*Task statement*:
Please copy word for word the part of the material below that opens with the line containing "like [328, 56]." and runs through the end of the material, including both ends.

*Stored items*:
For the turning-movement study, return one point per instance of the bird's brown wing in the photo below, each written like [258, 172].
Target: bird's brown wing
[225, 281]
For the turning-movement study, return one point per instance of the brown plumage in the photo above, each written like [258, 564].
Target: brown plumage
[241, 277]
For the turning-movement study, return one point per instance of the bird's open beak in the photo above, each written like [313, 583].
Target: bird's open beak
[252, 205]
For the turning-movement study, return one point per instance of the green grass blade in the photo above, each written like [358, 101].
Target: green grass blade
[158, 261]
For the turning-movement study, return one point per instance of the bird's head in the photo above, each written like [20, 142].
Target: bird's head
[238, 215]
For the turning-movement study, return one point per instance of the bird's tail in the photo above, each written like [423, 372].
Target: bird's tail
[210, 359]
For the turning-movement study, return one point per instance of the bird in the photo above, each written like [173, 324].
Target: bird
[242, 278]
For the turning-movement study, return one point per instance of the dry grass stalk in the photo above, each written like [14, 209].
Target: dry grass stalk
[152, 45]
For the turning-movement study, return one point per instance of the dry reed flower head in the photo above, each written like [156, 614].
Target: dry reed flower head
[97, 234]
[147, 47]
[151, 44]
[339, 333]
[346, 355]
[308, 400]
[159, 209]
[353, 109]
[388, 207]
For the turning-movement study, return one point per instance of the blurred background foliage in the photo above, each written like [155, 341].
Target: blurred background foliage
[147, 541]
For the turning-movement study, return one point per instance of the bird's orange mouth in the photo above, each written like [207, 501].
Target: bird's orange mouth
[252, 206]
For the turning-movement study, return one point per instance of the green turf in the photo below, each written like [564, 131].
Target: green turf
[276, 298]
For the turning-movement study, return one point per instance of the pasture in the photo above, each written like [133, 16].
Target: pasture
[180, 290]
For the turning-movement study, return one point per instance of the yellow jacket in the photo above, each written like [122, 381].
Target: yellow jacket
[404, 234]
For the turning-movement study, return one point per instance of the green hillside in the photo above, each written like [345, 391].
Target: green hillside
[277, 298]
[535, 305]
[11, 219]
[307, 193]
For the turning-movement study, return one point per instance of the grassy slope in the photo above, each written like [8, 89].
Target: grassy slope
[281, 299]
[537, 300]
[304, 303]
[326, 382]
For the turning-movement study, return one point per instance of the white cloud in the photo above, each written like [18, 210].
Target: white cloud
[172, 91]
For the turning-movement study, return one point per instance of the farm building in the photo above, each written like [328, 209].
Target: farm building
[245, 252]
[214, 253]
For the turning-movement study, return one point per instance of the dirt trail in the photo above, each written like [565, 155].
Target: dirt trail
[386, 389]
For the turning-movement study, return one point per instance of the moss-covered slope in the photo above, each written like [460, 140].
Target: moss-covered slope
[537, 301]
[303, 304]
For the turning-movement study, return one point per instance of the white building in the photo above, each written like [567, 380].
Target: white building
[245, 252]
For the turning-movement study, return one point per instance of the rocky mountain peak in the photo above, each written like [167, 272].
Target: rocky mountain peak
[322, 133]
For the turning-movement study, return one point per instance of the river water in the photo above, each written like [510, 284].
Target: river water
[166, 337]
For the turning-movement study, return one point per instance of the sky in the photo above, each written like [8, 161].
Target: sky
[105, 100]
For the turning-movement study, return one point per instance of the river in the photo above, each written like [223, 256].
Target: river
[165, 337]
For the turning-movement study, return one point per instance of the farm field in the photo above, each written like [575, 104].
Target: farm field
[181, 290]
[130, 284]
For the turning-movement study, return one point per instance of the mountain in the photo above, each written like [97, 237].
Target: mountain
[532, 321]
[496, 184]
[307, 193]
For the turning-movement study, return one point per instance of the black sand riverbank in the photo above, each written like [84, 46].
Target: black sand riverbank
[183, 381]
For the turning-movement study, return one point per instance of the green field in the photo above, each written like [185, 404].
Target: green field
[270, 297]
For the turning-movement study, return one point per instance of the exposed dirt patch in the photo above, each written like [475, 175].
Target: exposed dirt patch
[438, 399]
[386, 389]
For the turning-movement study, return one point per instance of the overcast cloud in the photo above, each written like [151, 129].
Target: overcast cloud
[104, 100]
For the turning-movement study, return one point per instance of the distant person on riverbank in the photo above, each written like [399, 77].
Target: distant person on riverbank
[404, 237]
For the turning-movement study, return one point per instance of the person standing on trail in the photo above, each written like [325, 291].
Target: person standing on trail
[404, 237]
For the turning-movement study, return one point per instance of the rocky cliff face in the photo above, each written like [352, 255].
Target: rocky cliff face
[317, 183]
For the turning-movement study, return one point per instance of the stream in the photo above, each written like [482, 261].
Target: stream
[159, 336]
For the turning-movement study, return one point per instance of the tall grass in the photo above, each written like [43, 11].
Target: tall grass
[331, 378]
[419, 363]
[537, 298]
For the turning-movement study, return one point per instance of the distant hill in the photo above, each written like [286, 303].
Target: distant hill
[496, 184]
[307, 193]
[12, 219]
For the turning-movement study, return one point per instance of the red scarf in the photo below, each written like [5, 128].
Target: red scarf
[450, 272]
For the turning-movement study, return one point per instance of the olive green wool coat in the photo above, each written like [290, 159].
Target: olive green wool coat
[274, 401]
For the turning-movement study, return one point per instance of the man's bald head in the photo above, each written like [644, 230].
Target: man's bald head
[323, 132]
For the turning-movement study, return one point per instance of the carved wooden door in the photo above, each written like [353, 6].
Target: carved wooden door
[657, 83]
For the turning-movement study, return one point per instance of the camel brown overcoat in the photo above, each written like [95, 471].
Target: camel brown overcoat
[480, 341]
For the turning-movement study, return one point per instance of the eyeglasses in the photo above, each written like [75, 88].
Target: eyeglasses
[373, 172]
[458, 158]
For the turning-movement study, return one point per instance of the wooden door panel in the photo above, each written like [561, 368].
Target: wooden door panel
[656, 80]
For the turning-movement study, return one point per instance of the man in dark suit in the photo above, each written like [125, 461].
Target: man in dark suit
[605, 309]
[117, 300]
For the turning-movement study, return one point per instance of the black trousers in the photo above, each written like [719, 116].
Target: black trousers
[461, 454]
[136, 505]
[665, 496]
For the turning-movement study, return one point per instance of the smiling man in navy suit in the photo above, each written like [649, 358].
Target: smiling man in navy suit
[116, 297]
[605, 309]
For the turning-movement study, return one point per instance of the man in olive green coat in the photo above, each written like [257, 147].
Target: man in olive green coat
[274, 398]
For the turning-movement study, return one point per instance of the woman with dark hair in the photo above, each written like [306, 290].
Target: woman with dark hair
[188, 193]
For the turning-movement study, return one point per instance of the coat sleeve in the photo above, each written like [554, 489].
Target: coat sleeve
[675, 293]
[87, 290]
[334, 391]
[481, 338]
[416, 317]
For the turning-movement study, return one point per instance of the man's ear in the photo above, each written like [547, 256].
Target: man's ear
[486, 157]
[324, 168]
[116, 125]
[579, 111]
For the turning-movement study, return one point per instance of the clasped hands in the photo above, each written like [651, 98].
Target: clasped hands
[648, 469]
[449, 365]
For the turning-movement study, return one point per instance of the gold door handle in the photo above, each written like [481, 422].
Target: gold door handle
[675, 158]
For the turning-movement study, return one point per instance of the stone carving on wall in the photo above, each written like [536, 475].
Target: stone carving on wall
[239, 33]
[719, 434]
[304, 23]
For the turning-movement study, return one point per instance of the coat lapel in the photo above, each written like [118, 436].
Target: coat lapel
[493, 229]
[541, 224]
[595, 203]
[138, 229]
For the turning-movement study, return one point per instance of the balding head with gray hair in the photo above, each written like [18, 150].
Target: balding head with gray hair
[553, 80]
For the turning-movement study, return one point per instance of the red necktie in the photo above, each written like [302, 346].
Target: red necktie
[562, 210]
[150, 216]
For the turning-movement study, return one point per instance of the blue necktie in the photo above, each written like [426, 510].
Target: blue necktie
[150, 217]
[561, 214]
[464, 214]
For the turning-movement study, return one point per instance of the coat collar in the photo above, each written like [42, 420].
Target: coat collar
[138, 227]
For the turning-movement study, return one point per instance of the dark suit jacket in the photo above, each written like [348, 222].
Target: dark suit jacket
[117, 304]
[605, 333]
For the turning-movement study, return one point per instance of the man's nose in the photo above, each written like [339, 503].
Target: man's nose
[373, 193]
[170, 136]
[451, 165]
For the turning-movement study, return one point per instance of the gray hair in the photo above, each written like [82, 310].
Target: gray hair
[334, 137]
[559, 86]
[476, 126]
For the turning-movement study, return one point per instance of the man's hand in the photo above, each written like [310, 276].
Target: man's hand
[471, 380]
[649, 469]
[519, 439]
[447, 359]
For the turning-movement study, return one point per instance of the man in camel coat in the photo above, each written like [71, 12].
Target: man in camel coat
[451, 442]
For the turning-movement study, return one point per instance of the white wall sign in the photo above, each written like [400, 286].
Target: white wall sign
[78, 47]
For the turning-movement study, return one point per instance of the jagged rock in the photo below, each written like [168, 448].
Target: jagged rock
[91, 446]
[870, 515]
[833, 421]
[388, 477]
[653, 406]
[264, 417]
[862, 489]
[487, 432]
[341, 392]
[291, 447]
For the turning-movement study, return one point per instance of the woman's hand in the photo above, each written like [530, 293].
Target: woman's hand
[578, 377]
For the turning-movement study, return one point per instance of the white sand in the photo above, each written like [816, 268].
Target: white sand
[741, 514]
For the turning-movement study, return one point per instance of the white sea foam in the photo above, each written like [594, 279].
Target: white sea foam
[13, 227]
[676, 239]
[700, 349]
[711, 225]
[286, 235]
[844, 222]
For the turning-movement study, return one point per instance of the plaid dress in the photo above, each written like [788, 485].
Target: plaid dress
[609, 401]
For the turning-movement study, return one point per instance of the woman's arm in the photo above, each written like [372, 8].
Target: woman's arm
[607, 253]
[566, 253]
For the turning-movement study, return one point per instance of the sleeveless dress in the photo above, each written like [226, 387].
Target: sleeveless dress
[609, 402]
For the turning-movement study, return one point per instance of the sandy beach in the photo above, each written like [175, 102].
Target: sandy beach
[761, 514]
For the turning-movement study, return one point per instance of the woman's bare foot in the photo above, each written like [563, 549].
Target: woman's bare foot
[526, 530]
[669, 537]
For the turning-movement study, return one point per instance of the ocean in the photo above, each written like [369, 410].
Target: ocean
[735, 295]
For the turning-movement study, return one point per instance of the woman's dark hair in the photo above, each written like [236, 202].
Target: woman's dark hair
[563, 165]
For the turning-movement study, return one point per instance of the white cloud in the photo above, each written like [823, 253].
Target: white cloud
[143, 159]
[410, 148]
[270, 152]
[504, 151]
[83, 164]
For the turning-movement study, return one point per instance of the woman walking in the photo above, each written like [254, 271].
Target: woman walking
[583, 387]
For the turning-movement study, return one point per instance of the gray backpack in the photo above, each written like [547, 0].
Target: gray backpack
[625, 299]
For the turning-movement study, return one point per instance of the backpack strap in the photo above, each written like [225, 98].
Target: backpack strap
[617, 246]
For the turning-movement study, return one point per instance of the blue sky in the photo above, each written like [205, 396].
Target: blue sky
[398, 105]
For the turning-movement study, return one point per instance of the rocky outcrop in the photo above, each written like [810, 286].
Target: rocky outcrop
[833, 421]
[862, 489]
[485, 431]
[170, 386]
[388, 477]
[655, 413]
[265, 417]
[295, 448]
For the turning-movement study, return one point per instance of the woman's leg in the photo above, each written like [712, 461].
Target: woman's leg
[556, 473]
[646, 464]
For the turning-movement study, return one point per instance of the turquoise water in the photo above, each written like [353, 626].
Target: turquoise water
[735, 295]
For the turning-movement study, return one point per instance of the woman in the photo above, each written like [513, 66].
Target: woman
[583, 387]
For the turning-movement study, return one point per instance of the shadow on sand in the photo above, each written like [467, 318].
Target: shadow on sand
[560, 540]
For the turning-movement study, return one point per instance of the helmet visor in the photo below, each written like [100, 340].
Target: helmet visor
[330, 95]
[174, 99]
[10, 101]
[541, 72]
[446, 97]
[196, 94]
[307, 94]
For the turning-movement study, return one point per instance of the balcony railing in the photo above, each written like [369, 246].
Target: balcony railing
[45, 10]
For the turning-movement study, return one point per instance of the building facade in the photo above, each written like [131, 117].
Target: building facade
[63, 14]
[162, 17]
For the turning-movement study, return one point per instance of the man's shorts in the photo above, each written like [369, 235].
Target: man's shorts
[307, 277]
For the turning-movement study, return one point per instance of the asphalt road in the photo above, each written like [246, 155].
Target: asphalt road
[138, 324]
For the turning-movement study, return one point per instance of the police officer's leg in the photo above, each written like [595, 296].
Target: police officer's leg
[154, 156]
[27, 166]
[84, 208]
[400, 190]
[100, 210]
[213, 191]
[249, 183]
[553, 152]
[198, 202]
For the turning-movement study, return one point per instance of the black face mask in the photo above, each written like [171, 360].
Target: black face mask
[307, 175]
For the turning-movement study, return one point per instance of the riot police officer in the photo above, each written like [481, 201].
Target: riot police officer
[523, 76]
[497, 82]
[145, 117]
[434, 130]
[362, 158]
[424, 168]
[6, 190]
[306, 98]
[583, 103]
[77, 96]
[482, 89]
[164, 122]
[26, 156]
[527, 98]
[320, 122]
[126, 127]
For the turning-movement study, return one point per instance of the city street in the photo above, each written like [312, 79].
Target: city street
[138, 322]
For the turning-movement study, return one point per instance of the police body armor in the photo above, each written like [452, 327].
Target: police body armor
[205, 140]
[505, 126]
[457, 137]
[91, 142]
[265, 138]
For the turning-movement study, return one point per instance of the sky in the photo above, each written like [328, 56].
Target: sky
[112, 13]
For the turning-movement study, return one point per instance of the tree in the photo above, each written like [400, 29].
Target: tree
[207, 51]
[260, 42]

*Written answer*:
For the turning-movement study, return one point per instance of the sky in the photo above, each written like [328, 56].
Target: sky
[112, 13]
For the turning-movement study, return one point per instance of the tree in the photo above, each written like [400, 29].
Target: tree
[207, 51]
[260, 42]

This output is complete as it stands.